* [Exercise]: Format every row below as a JSON list of strings, one string per line, with blank lines dropped and the pictures left out.

* [Records provided]:
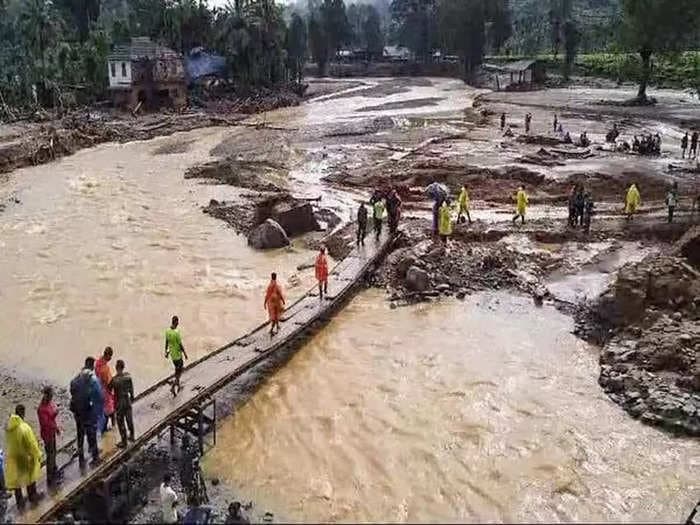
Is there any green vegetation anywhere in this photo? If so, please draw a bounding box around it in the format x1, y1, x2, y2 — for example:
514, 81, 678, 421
0, 0, 306, 113
488, 51, 700, 89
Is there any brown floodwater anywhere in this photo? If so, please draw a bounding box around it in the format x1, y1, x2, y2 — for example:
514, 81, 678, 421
206, 291, 700, 522
0, 79, 700, 521
0, 129, 312, 389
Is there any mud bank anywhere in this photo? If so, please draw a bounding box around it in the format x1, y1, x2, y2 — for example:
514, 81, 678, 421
0, 91, 302, 178
579, 227, 700, 436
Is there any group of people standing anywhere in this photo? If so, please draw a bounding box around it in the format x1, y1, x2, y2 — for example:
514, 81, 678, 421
2, 316, 187, 510
681, 130, 700, 160
569, 184, 595, 233
3, 347, 134, 510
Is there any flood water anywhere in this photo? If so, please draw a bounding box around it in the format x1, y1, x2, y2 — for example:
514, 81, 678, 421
206, 291, 700, 522
0, 80, 700, 521
0, 130, 311, 389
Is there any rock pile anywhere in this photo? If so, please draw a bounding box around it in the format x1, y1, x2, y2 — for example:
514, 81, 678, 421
596, 228, 700, 436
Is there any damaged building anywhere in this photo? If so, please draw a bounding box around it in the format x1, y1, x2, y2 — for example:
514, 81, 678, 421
107, 37, 187, 109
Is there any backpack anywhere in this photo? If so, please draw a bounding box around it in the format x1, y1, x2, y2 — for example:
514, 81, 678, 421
70, 372, 92, 416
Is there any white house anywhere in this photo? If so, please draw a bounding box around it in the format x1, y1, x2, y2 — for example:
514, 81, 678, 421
107, 55, 131, 88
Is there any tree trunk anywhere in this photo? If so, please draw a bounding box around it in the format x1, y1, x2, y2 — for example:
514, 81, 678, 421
637, 48, 651, 100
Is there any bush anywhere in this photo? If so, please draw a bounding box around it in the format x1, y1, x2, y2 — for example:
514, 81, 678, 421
489, 51, 700, 89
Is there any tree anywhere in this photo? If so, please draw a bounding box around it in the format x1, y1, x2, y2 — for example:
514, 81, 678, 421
564, 20, 581, 80
391, 0, 437, 62
439, 0, 486, 79
54, 0, 100, 42
309, 13, 328, 77
486, 0, 513, 54
320, 0, 352, 54
19, 0, 58, 101
287, 13, 307, 82
549, 0, 562, 59
622, 0, 700, 102
363, 6, 384, 62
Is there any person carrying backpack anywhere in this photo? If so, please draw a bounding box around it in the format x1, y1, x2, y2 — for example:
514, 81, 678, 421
70, 357, 104, 468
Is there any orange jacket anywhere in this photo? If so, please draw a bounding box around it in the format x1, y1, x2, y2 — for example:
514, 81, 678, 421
316, 253, 328, 282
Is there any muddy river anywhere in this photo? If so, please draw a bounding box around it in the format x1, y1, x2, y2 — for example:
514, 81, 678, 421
0, 80, 700, 521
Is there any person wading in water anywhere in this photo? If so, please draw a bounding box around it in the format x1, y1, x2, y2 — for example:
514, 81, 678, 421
264, 273, 284, 336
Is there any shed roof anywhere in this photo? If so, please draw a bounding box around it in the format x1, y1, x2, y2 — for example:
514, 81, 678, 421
501, 58, 537, 71
107, 37, 180, 60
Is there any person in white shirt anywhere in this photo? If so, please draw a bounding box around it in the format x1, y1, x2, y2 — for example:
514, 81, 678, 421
160, 474, 178, 523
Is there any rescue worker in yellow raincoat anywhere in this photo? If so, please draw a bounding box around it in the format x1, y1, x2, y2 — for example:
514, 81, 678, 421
438, 201, 452, 245
457, 184, 472, 224
513, 186, 528, 224
5, 405, 43, 509
625, 182, 642, 220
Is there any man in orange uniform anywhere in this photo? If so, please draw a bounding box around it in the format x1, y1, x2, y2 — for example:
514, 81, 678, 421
316, 246, 328, 301
95, 346, 115, 432
264, 273, 284, 336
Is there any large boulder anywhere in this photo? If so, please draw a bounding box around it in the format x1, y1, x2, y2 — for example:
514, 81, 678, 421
272, 202, 321, 237
248, 219, 289, 250
406, 266, 430, 292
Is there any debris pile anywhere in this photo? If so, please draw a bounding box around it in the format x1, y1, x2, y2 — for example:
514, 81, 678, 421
595, 227, 700, 436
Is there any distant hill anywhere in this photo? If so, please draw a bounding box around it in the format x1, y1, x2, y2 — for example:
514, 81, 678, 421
510, 0, 620, 54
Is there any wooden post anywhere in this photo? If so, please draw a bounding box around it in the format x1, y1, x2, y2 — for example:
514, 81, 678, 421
197, 405, 204, 455
212, 399, 216, 445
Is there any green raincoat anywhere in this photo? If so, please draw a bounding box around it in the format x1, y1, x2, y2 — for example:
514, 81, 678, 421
5, 414, 41, 490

* [Written solution]:
[
  "Is there any green vegetation anywhere in this photo? If so, please draw a bounding box around it in the format x1, y1, x2, y2 — for example:",
  "514, 81, 678, 421",
  "0, 0, 306, 113",
  "488, 51, 700, 89",
  "Is there any brown floodwater anywhere in this photo? If so, please draw a bounding box around it in the format x1, y1, x2, y2 — for example:",
  "514, 81, 678, 421",
  "206, 291, 700, 522",
  "0, 79, 700, 521",
  "0, 129, 312, 389",
  "Is there any mud bank anywhere in this photo? If so, please draw a bounding box around it in the format x1, y1, x2, y2 — for example:",
  "514, 81, 678, 421",
  "0, 91, 302, 178",
  "579, 227, 700, 436",
  "Is there any group of people standing anywhere in this photo? If so, please draw a bounding box around it in the format x1, y1, x2, y2 — for example:",
  "514, 81, 678, 421",
  "2, 316, 187, 510",
  "681, 130, 700, 160",
  "569, 184, 595, 233",
  "3, 347, 134, 510",
  "Is there any flood water anywhere in this photo? If so, please draw a bounding box around it in the format x1, y1, x2, y2 — for example:",
  "514, 81, 678, 421",
  "206, 291, 700, 522",
  "0, 80, 700, 521",
  "0, 130, 311, 389",
  "Is there any rock pile anywhere in this photo? If so, please draw a bounding box around it in the format x1, y1, x2, y2 — for example:",
  "514, 81, 678, 421",
  "596, 228, 700, 436",
  "Is there any damaged building anywhere in this photo? If so, please draw a bounding box around it in the format x1, y1, x2, y2 — for example:",
  "514, 81, 678, 421",
  "107, 37, 187, 109",
  "Is there any backpack anywhere in this photo? If so, please draw a bounding box around it in the format x1, y1, x2, y2 — for example:",
  "514, 81, 678, 421",
  "70, 372, 92, 416",
  "Is there any white house anywhere in this photo? If so, please draw a bounding box around it in the format x1, y1, x2, y2 — for example:",
  "514, 81, 678, 421",
  "107, 55, 131, 88",
  "Is there any tree trunk anywhere in this photo? If so, please draw a bounding box around it in the format x1, y1, x2, y2 — for example:",
  "514, 81, 678, 421",
  "637, 48, 651, 100",
  "Is there any bush anywhere in this photo? If so, please draw a bounding box around it in the format x1, y1, x2, y2 — for example:",
  "514, 81, 678, 421",
  "489, 51, 700, 89",
  "Is there any tree anywhere in this photo? If so, please draw a bounding box around it in the format x1, y1, x2, y2 — for example:",
  "514, 81, 678, 421",
  "564, 20, 581, 80",
  "391, 0, 437, 62",
  "439, 0, 486, 79",
  "54, 0, 100, 42",
  "309, 13, 328, 77",
  "486, 0, 513, 54",
  "320, 0, 352, 54",
  "19, 0, 58, 101",
  "287, 13, 307, 82",
  "549, 0, 562, 59",
  "622, 0, 700, 102",
  "363, 6, 384, 62",
  "Is there any person carrying backpack anywhere in this photo? If so, please draw a bounding box around it in the format x1, y1, x2, y2 — for example:",
  "514, 81, 678, 421",
  "70, 357, 104, 468",
  "Is there any orange jacket anywhere in this photo? If so, please draw a bounding box around it in the format x1, y1, x2, y2 — for example:",
  "514, 81, 678, 421",
  "316, 253, 328, 282",
  "Is there any muddy river anywhere in this photo? If so, please draw a bounding box around it in the format x1, y1, x2, y2 — for example:",
  "514, 81, 678, 421",
  "0, 80, 700, 521",
  "Is there any person wading in water anywhere in this photo? If so, please draw a bounding box around it in the format x1, y1, x2, y2 — for example:",
  "514, 81, 678, 421",
  "264, 273, 284, 336",
  "Is there any shed roof anywhere in this photo? If so, please draw a bounding box around it in the format x1, y1, x2, y2 — for example:",
  "514, 81, 678, 421",
  "501, 58, 537, 71",
  "107, 37, 180, 60",
  "Is there any person in white shirt anywhere in this photo? If so, please draw a bounding box around it in the format x1, y1, x2, y2 — for example:",
  "514, 81, 678, 421",
  "160, 474, 178, 523",
  "Is there any rescue worker in yellow raincoat anywhere in this photo? If so, please draw a bounding box around it in the format x1, y1, x2, y2 — for example:",
  "514, 81, 678, 421",
  "438, 201, 452, 245",
  "457, 184, 472, 224",
  "513, 186, 528, 224",
  "5, 405, 43, 509",
  "625, 182, 642, 220",
  "Is there any man in orange uniform anywhere in this photo? If so, please draw a bounding box around it in the format x1, y1, x2, y2 — for example:",
  "514, 81, 678, 421",
  "316, 246, 328, 301",
  "95, 346, 115, 432",
  "264, 273, 284, 336",
  "Is there any large boulder anywhere in this photo? If so, please draw a bounding box around it in the format x1, y1, x2, y2 — for example:",
  "514, 81, 678, 421",
  "272, 202, 321, 237",
  "248, 219, 289, 250",
  "406, 266, 430, 292",
  "Is there any debris pile anywhere in this photo? If so, please draw a bounding box around it in the format x1, y1, x2, y2 — for example:",
  "514, 81, 678, 421",
  "595, 227, 700, 436",
  "Is there any distant hill anywhere in this photo? If so, please draw a bounding box around it in the format x1, y1, x2, y2 — for example:",
  "514, 81, 678, 421",
  "510, 0, 620, 54",
  "Is there any wooden post anywhere in this photo? If so, please draw a bounding box around it in the format x1, y1, x2, y2 — for example:",
  "514, 81, 678, 421",
  "197, 405, 204, 455",
  "212, 399, 216, 445",
  "Is there any green raincoat anywhere in this photo? If so, please draw a bounding box around it in the format x1, y1, x2, y2 — for example:",
  "514, 81, 678, 421",
  "5, 414, 41, 490"
]